Task objective:
Which lines run from the line with "positive clicks: (5, 61)" through the line with "positive clicks: (458, 377)" in the entries below? Print them exactly, both ends included, and nothing more.

-------- Exercise materials --------

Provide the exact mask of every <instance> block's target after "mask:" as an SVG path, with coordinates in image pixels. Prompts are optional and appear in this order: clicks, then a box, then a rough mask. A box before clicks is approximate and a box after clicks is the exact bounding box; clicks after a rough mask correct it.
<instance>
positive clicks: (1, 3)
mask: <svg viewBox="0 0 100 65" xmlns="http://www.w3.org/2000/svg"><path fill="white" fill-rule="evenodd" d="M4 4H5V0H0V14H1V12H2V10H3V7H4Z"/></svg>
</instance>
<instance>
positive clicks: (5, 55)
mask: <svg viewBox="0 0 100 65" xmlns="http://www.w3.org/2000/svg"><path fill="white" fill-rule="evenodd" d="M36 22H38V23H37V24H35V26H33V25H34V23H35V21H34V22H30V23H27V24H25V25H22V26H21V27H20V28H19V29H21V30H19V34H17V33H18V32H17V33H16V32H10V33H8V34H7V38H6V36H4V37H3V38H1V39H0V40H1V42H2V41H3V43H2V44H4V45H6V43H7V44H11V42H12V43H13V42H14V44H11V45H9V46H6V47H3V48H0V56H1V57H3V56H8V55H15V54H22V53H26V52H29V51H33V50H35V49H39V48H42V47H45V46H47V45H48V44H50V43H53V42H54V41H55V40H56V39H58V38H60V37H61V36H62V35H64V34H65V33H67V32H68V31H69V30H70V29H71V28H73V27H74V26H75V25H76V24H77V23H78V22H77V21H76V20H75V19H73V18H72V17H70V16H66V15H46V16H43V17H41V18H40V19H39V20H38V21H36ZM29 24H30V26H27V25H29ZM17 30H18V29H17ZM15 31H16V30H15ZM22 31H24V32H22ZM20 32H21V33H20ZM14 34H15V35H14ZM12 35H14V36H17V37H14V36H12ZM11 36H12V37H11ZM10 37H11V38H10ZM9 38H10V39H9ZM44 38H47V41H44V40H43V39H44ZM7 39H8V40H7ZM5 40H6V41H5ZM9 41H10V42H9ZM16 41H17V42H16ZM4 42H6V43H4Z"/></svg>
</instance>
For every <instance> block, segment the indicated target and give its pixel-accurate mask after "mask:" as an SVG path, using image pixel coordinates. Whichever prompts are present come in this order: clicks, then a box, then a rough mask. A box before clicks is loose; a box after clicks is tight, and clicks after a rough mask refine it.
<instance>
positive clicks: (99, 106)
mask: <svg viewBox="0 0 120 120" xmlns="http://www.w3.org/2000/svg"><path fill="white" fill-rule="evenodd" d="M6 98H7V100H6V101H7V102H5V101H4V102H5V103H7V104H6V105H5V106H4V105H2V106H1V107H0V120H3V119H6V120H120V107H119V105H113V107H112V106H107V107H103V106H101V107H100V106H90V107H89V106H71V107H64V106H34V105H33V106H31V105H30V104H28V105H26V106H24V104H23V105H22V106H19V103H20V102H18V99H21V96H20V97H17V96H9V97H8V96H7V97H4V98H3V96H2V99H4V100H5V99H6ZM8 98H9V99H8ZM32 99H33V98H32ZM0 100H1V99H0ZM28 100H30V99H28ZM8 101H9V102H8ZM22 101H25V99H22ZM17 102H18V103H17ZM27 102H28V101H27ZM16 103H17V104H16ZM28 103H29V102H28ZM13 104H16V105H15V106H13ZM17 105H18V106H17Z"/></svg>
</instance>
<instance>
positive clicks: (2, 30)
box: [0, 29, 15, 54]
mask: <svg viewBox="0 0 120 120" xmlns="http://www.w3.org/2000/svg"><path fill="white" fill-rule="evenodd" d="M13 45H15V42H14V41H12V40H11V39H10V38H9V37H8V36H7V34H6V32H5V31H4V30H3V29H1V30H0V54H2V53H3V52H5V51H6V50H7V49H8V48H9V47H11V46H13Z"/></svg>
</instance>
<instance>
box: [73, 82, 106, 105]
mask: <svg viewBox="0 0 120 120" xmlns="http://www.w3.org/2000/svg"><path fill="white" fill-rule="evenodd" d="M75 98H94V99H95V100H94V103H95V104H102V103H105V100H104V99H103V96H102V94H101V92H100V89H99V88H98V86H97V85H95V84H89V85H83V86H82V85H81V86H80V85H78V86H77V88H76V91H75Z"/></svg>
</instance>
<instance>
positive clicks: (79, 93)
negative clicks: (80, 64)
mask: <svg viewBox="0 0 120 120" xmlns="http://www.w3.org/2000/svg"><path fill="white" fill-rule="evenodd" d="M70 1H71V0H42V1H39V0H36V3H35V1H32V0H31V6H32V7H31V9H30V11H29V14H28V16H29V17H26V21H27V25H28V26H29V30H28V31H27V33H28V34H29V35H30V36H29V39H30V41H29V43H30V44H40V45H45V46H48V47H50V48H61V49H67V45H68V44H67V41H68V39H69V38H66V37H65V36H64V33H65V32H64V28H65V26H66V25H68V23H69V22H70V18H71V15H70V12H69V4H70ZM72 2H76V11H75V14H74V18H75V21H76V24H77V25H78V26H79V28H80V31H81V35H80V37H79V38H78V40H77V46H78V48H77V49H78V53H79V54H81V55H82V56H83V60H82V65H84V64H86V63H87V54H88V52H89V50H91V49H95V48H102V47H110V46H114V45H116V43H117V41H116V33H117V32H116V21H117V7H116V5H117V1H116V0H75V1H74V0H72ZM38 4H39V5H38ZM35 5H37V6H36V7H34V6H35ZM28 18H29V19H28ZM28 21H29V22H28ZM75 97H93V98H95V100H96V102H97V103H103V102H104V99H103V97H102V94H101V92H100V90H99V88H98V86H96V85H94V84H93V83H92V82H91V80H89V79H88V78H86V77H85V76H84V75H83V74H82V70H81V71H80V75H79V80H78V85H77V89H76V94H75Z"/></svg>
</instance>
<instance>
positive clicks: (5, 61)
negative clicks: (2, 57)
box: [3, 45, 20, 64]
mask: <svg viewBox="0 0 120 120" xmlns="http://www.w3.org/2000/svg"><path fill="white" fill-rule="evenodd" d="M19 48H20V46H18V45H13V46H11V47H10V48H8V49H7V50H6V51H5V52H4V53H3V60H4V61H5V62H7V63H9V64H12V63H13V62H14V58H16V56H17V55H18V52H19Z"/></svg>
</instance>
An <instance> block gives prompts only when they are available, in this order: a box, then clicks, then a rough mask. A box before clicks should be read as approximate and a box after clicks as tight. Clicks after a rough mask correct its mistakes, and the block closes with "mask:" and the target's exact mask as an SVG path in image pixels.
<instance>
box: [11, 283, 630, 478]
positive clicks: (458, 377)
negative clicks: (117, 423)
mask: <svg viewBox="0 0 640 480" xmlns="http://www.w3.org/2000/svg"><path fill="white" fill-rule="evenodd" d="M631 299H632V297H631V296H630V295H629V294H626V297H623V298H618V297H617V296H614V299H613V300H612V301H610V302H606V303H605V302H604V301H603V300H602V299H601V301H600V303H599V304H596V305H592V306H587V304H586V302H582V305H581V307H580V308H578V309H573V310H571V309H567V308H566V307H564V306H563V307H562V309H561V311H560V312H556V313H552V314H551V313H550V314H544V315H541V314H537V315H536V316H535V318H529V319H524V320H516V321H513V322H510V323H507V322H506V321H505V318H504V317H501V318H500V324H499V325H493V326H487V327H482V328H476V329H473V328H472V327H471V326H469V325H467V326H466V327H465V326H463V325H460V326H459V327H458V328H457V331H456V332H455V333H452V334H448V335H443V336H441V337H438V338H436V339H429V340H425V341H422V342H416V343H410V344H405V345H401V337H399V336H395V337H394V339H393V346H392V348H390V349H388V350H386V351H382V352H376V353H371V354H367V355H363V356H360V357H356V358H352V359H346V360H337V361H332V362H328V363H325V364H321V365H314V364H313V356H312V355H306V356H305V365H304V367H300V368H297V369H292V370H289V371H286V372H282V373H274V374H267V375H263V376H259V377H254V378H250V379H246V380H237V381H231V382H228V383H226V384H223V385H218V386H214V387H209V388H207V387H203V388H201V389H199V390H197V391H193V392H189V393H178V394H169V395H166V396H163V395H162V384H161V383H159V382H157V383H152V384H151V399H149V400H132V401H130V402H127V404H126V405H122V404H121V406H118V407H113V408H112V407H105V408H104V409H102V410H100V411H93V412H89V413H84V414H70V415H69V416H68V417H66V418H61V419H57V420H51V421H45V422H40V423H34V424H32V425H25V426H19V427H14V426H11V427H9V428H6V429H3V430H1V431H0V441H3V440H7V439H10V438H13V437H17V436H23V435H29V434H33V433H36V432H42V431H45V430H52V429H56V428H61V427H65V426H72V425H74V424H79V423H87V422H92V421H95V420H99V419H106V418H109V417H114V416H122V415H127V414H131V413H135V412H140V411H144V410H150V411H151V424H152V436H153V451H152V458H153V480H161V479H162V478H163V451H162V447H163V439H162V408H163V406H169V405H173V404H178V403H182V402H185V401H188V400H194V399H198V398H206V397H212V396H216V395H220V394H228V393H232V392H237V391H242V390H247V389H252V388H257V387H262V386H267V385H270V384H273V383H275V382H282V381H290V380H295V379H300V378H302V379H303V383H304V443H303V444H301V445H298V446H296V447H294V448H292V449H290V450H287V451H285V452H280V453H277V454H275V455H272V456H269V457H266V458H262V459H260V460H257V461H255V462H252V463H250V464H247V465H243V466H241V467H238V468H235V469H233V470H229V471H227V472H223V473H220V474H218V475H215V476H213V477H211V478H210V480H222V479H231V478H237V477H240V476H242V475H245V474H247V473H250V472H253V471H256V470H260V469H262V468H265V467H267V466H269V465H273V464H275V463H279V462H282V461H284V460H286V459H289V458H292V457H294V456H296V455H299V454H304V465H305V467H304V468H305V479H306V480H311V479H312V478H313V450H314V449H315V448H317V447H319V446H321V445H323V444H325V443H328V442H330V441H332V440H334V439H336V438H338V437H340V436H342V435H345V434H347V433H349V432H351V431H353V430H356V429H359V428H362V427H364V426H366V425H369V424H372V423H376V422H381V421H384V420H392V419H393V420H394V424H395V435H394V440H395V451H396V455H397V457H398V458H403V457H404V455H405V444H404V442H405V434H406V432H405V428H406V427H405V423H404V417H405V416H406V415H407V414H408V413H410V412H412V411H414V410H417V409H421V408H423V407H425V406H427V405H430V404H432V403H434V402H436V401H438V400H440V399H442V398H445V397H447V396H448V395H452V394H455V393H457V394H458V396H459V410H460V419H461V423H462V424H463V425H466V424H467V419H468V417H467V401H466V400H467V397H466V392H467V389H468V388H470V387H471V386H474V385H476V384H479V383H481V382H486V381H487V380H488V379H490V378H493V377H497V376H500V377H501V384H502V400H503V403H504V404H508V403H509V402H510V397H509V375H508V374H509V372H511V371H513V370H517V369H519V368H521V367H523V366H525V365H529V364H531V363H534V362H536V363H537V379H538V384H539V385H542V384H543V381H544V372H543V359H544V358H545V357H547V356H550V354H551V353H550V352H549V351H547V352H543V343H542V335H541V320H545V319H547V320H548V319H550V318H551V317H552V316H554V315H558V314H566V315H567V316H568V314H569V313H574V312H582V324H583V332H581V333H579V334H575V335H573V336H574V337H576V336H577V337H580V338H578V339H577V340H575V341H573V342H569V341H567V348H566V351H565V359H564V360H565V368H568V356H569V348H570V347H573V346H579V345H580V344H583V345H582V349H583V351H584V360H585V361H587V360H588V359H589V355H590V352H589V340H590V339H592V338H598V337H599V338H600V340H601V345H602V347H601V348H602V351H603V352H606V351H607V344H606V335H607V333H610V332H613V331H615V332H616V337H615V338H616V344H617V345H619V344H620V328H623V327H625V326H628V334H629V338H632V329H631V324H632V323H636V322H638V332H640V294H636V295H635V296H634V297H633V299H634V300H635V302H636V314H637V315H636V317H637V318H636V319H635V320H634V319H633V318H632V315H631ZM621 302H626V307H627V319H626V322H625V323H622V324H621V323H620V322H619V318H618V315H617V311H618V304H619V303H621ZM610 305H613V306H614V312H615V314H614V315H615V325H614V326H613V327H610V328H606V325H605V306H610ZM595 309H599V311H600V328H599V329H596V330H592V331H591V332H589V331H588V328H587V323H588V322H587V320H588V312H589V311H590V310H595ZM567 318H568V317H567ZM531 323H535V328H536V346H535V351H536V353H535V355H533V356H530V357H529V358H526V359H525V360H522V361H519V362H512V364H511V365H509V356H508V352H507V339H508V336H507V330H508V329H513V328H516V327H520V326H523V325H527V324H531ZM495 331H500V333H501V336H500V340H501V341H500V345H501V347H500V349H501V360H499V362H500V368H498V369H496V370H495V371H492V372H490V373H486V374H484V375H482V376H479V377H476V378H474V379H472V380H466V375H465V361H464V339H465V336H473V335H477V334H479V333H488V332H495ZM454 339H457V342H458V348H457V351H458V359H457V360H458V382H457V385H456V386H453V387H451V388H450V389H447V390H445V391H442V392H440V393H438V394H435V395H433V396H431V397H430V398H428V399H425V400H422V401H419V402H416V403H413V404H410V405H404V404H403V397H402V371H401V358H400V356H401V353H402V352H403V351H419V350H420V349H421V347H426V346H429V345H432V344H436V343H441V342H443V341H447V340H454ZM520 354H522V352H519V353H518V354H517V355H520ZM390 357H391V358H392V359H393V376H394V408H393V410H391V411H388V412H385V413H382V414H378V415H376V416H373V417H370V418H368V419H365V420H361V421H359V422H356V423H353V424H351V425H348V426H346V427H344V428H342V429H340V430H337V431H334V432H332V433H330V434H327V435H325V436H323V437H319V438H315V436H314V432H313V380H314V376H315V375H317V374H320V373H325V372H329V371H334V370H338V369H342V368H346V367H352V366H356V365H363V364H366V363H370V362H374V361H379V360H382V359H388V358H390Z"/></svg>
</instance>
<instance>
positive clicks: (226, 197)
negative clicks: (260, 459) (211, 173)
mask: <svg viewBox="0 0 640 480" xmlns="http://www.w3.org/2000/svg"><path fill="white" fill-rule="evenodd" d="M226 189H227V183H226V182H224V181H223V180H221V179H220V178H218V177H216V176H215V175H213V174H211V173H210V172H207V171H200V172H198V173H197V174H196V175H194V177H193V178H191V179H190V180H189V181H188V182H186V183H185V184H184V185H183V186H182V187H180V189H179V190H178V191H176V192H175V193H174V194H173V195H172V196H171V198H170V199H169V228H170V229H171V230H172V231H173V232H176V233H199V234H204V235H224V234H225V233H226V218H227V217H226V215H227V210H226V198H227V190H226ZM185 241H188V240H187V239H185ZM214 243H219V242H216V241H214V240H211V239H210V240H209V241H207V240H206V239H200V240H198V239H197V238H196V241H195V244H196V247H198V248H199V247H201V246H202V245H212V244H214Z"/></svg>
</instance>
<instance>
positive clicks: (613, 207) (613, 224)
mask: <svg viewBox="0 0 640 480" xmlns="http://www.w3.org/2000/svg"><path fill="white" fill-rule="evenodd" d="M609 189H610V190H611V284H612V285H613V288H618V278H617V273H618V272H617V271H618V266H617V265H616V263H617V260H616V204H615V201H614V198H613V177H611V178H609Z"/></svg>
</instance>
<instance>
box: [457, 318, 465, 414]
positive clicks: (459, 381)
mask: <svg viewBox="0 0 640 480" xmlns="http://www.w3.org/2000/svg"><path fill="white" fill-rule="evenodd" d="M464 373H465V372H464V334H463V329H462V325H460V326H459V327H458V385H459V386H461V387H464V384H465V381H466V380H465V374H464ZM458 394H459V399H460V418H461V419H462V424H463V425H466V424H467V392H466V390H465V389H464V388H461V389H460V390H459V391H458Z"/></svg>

--------

Answer area:
positive clicks: (5, 61)
negative clicks: (2, 57)
box: [3, 45, 20, 64]
mask: <svg viewBox="0 0 120 120" xmlns="http://www.w3.org/2000/svg"><path fill="white" fill-rule="evenodd" d="M19 48H20V46H18V45H13V46H11V47H10V48H8V49H7V50H6V51H5V52H4V53H3V60H4V61H5V62H7V63H9V64H12V63H13V62H14V58H16V56H17V55H18V52H19Z"/></svg>
</instance>
An <instance> block gives prompts only when they are available, in this order: a box, then clicks, then a rough mask. A box before clicks should be read as approximate and a box after clicks as tight. Clicks after a rough mask correct its mistakes, and the block closes with "mask:" and the target's exact mask as an SVG path in image pixels.
<instance>
box: [11, 283, 630, 478]
positive clicks: (458, 377)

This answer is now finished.